— START —

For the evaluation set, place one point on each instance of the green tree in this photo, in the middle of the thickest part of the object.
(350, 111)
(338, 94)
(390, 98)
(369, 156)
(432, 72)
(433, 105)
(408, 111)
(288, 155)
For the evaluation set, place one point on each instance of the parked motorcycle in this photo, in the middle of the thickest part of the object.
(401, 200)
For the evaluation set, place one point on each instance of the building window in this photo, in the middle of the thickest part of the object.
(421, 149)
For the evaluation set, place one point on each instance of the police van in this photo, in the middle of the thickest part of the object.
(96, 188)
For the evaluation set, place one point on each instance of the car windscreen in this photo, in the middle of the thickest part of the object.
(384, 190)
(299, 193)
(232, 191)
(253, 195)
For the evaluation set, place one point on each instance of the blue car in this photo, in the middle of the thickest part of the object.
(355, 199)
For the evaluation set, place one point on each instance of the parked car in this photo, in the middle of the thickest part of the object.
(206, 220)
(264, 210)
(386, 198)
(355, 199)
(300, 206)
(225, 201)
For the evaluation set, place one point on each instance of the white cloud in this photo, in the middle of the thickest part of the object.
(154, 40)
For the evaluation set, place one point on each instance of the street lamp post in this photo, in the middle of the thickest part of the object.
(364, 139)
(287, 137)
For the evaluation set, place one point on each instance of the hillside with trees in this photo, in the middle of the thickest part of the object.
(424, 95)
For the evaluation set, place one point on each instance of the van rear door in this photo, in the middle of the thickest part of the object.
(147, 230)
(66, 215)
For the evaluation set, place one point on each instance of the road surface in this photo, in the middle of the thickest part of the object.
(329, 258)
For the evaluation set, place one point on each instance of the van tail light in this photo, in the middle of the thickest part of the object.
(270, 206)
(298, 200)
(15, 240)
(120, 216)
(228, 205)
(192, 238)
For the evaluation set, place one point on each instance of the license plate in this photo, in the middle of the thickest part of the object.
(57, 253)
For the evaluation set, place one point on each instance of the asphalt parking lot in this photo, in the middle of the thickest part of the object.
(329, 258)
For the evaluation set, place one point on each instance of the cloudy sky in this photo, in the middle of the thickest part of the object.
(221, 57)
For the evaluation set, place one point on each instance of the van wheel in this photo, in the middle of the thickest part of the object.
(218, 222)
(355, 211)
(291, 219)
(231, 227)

— END —

_Directions for this task_.
Print all of the rows above again, word for word and unchanged.

_Expected output_.
For the evaluation set, place one point on each instance of the green tree in this photo, in the middle of the thickest part of the object.
(350, 111)
(338, 94)
(390, 98)
(369, 156)
(432, 72)
(433, 105)
(408, 111)
(288, 155)
For the evaluation set, place one point on each instance of the parked motorcycle in this photo, in the middle of the thickest part of the object.
(401, 200)
For the evaluation set, place one point on each instance of the building window in this photo, in the middle of the thickest part of the object.
(421, 149)
For the evaluation set, place one point on each instance of the police van in this photo, in the middle of the thickest part of the object.
(96, 188)
For the evaluation set, place one point on each instance of the car windscreen in this photo, in the middle of the thickest part of the object.
(384, 190)
(299, 193)
(232, 191)
(253, 195)
For the evaluation set, place one point on each instance of the blue car in this photo, in the middle of the thickest part of the object.
(355, 199)
For the evaluation set, place one point on each instance of the parked car in this photo, in the middle of the thickest part of the object.
(206, 220)
(264, 210)
(386, 198)
(355, 199)
(300, 206)
(225, 201)
For the evaluation set, place one point on each instance of the white cloud in this photo, in the middle of the thickest part of the object.
(154, 40)
For the evaluation set, place one point on each instance of the street lamp post in this photo, in the middle of the thickest part of the object.
(364, 139)
(287, 137)
For the evaluation set, place one point on each instance of the hillside with trees in this photo, in the middle of the thickest part of the object.
(424, 95)
For the evaluation set, place one point on each instance of the van rear door in this photo, in the middle of the thickest part of the object.
(147, 230)
(66, 215)
For the evaluation set, place one point on each instance of the road surface in this photo, in the middle of the thickest part of the object.
(329, 258)
For the evaluation set, place one point on each instance of the van tail light in this photo, in the middle of the thickest part of the object.
(270, 206)
(298, 200)
(15, 240)
(120, 216)
(228, 205)
(192, 238)
For the evaluation set, place one point on each instance of the license plate in this photo, in the middle of the thickest part of the object.
(57, 253)
For the evaluation set, place one point on each instance of the asphalt parking lot in this photo, in the middle of the thickest part of the object.
(329, 258)
For the evaluation set, place one point on each instance of the cloudy sky in this photo, in the middle of the thickest part of the object.
(221, 57)
For the evaluation set, place one point on each instance of the van wheel in this photo, in the middle of the thickest part of the object.
(218, 222)
(355, 211)
(291, 219)
(231, 227)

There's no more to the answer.